> _EXERCISE_
Reproduce the listing below in full and without alteration, apart from its pictures.

»»

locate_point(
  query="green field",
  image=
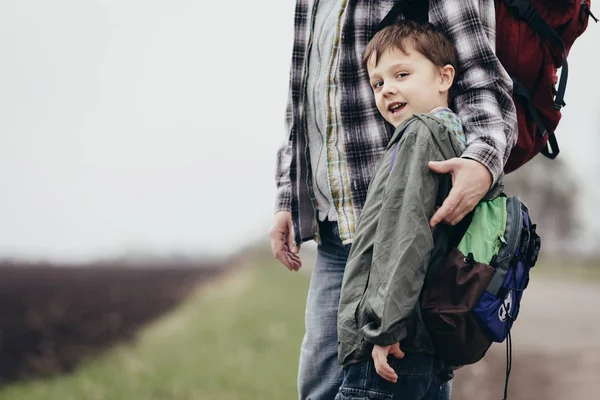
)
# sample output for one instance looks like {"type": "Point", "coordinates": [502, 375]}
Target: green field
{"type": "Point", "coordinates": [236, 338]}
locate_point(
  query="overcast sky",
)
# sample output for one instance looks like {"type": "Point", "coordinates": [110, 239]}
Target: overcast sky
{"type": "Point", "coordinates": [146, 125]}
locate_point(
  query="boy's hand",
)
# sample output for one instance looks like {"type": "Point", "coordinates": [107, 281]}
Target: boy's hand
{"type": "Point", "coordinates": [382, 367]}
{"type": "Point", "coordinates": [471, 180]}
{"type": "Point", "coordinates": [282, 241]}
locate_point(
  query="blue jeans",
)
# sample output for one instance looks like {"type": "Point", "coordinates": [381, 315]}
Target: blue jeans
{"type": "Point", "coordinates": [417, 380]}
{"type": "Point", "coordinates": [320, 375]}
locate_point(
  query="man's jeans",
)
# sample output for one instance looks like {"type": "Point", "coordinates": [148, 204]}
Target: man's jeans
{"type": "Point", "coordinates": [320, 375]}
{"type": "Point", "coordinates": [417, 380]}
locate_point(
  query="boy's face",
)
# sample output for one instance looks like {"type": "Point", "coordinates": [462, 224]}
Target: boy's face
{"type": "Point", "coordinates": [408, 83]}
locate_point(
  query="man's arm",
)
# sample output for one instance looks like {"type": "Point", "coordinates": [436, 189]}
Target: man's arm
{"type": "Point", "coordinates": [402, 243]}
{"type": "Point", "coordinates": [483, 101]}
{"type": "Point", "coordinates": [483, 88]}
{"type": "Point", "coordinates": [283, 199]}
{"type": "Point", "coordinates": [281, 234]}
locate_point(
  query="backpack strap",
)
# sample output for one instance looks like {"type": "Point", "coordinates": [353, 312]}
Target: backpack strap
{"type": "Point", "coordinates": [414, 10]}
{"type": "Point", "coordinates": [527, 12]}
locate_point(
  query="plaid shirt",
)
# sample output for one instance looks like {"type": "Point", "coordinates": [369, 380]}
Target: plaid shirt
{"type": "Point", "coordinates": [482, 99]}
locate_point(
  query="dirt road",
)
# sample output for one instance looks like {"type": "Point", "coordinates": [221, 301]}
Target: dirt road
{"type": "Point", "coordinates": [556, 348]}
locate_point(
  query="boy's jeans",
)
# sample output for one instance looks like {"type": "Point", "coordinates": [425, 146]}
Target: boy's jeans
{"type": "Point", "coordinates": [417, 380]}
{"type": "Point", "coordinates": [320, 375]}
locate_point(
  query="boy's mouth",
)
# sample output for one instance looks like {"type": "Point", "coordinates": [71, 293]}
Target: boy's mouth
{"type": "Point", "coordinates": [396, 107]}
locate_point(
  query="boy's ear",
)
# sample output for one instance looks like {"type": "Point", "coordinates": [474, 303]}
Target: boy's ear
{"type": "Point", "coordinates": [447, 74]}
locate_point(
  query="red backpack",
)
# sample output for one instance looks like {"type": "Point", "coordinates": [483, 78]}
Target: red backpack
{"type": "Point", "coordinates": [533, 39]}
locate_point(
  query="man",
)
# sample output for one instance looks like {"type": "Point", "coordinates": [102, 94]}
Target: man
{"type": "Point", "coordinates": [335, 136]}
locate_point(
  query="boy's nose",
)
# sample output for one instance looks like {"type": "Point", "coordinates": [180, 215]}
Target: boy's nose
{"type": "Point", "coordinates": [389, 88]}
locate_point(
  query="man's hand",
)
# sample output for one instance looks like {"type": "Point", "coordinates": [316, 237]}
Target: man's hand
{"type": "Point", "coordinates": [471, 180]}
{"type": "Point", "coordinates": [382, 367]}
{"type": "Point", "coordinates": [282, 241]}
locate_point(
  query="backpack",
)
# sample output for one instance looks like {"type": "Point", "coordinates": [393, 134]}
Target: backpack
{"type": "Point", "coordinates": [473, 297]}
{"type": "Point", "coordinates": [533, 39]}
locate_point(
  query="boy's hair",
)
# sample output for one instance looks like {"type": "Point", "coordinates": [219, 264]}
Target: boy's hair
{"type": "Point", "coordinates": [424, 37]}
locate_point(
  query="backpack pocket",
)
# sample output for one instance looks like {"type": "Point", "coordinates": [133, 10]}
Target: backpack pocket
{"type": "Point", "coordinates": [446, 306]}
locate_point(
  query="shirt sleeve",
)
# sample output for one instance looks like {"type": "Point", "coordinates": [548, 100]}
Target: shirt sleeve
{"type": "Point", "coordinates": [283, 199]}
{"type": "Point", "coordinates": [483, 88]}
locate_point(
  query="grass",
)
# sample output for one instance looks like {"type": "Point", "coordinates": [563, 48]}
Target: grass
{"type": "Point", "coordinates": [237, 338]}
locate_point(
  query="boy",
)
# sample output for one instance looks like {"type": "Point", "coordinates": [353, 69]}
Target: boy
{"type": "Point", "coordinates": [411, 69]}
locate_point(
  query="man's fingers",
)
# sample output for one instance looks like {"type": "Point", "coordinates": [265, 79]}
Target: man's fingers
{"type": "Point", "coordinates": [446, 209]}
{"type": "Point", "coordinates": [396, 351]}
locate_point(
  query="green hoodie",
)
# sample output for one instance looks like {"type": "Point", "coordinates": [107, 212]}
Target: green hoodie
{"type": "Point", "coordinates": [393, 244]}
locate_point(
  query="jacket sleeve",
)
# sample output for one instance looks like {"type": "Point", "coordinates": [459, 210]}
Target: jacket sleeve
{"type": "Point", "coordinates": [283, 199]}
{"type": "Point", "coordinates": [402, 244]}
{"type": "Point", "coordinates": [483, 88]}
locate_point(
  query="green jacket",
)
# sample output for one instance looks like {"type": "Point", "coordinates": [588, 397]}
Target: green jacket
{"type": "Point", "coordinates": [394, 243]}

««

> _RIGHT ANSWER_
locate_point(
  query="green field",
  image=
)
# sample output for one instance looks like {"type": "Point", "coordinates": [502, 375]}
Target: green field
{"type": "Point", "coordinates": [236, 338]}
locate_point(
  query="overcast sky",
)
# sample output for one instance looks like {"type": "Point", "coordinates": [110, 239]}
Target: overcast sky
{"type": "Point", "coordinates": [146, 125]}
locate_point(
  query="boy's hand",
)
# sample output for one instance looks like {"type": "Point", "coordinates": [107, 281]}
Target: boy's hand
{"type": "Point", "coordinates": [382, 367]}
{"type": "Point", "coordinates": [471, 180]}
{"type": "Point", "coordinates": [282, 241]}
locate_point(
  query="blue jeans",
)
# sample output for one instance looks like {"type": "Point", "coordinates": [381, 315]}
Target: blue jeans
{"type": "Point", "coordinates": [417, 380]}
{"type": "Point", "coordinates": [320, 375]}
locate_point(
  query="man's jeans",
)
# sample output for one instance looks like {"type": "Point", "coordinates": [148, 204]}
Target: man's jeans
{"type": "Point", "coordinates": [320, 375]}
{"type": "Point", "coordinates": [417, 380]}
locate_point(
  query="boy's face",
)
# sample output for one instance looks like {"type": "Point", "coordinates": [462, 224]}
Target: boy's face
{"type": "Point", "coordinates": [408, 83]}
locate_point(
  query="man's arm",
)
# sample output for one instance looks like {"type": "Point", "coordinates": [436, 189]}
Target: man's arm
{"type": "Point", "coordinates": [402, 243]}
{"type": "Point", "coordinates": [483, 101]}
{"type": "Point", "coordinates": [483, 88]}
{"type": "Point", "coordinates": [283, 199]}
{"type": "Point", "coordinates": [281, 234]}
locate_point(
  query="backpack strap",
)
# sample output for one instance looks like {"type": "Point", "coordinates": [353, 312]}
Target: backpack strap
{"type": "Point", "coordinates": [414, 10]}
{"type": "Point", "coordinates": [527, 12]}
locate_point(
  query="plaid shirt",
)
# sample output for one instance looks like {"type": "Point", "coordinates": [369, 380]}
Target: plaid shirt
{"type": "Point", "coordinates": [482, 99]}
locate_point(
  query="dirt road",
)
# sample output for one instance looks like {"type": "Point", "coordinates": [221, 301]}
Target: dirt road
{"type": "Point", "coordinates": [556, 348]}
locate_point(
  query="boy's jeans",
)
# sample output for one instance looks like {"type": "Point", "coordinates": [425, 146]}
Target: boy's jeans
{"type": "Point", "coordinates": [417, 380]}
{"type": "Point", "coordinates": [320, 375]}
locate_point(
  query="boy's mouth",
)
# sample output for one instance looks like {"type": "Point", "coordinates": [71, 293]}
Target: boy's mouth
{"type": "Point", "coordinates": [396, 107]}
locate_point(
  query="boy's ear",
)
# sample output for one instance looks like {"type": "Point", "coordinates": [474, 303]}
Target: boy's ear
{"type": "Point", "coordinates": [447, 74]}
locate_point(
  query="red backpack",
)
# sample output for one instance looks like {"type": "Point", "coordinates": [483, 78]}
Target: red backpack
{"type": "Point", "coordinates": [533, 39]}
locate_point(
  query="man",
)
# sample output for one instance looks like {"type": "Point", "coordinates": [102, 94]}
Target: man
{"type": "Point", "coordinates": [335, 136]}
locate_point(
  query="boy's nose",
)
# sample output for one instance looks like {"type": "Point", "coordinates": [180, 215]}
Target: boy's nose
{"type": "Point", "coordinates": [389, 88]}
locate_point(
  query="man's hand",
)
# sample output for one instance looks like {"type": "Point", "coordinates": [316, 237]}
Target: man's hand
{"type": "Point", "coordinates": [471, 180]}
{"type": "Point", "coordinates": [382, 367]}
{"type": "Point", "coordinates": [282, 241]}
locate_point(
  query="backpack",
)
# sample output for one instance looks like {"type": "Point", "coordinates": [393, 134]}
Target: backpack
{"type": "Point", "coordinates": [473, 297]}
{"type": "Point", "coordinates": [533, 39]}
locate_point(
  query="boy's hair",
)
# sample output for one instance looks like {"type": "Point", "coordinates": [219, 264]}
Target: boy's hair
{"type": "Point", "coordinates": [424, 37]}
locate_point(
  query="backpack pocket",
)
# sample output for one instance looks like {"type": "Point", "coordinates": [133, 10]}
Target: backpack pocket
{"type": "Point", "coordinates": [446, 306]}
locate_point(
  query="shirt sleeve",
)
# sample output for one instance looks like {"type": "Point", "coordinates": [548, 100]}
Target: shirt sleeve
{"type": "Point", "coordinates": [283, 199]}
{"type": "Point", "coordinates": [483, 88]}
locate_point(
  query="grass",
)
# sample output for one instance looks like {"type": "Point", "coordinates": [563, 48]}
Target: grass
{"type": "Point", "coordinates": [237, 338]}
locate_point(
  query="boy",
)
# sample output for one instance looks like {"type": "Point", "coordinates": [353, 69]}
Target: boy
{"type": "Point", "coordinates": [411, 69]}
locate_point(
  query="man's fingers",
)
# sample output for one instance looks like {"type": "Point", "coordinates": [265, 79]}
Target: man's fingers
{"type": "Point", "coordinates": [446, 209]}
{"type": "Point", "coordinates": [396, 351]}
locate_point(
  query="green hoodie",
)
# sample output for one instance looks like {"type": "Point", "coordinates": [107, 212]}
Target: green hoodie
{"type": "Point", "coordinates": [393, 244]}
locate_point(
  query="jacket sleeve",
)
# sample output for one instance looks like {"type": "Point", "coordinates": [459, 210]}
Target: jacket sleeve
{"type": "Point", "coordinates": [283, 199]}
{"type": "Point", "coordinates": [402, 244]}
{"type": "Point", "coordinates": [483, 88]}
locate_point(
  query="green jacket",
)
# sample output for one instance looks like {"type": "Point", "coordinates": [588, 397]}
Target: green jacket
{"type": "Point", "coordinates": [394, 243]}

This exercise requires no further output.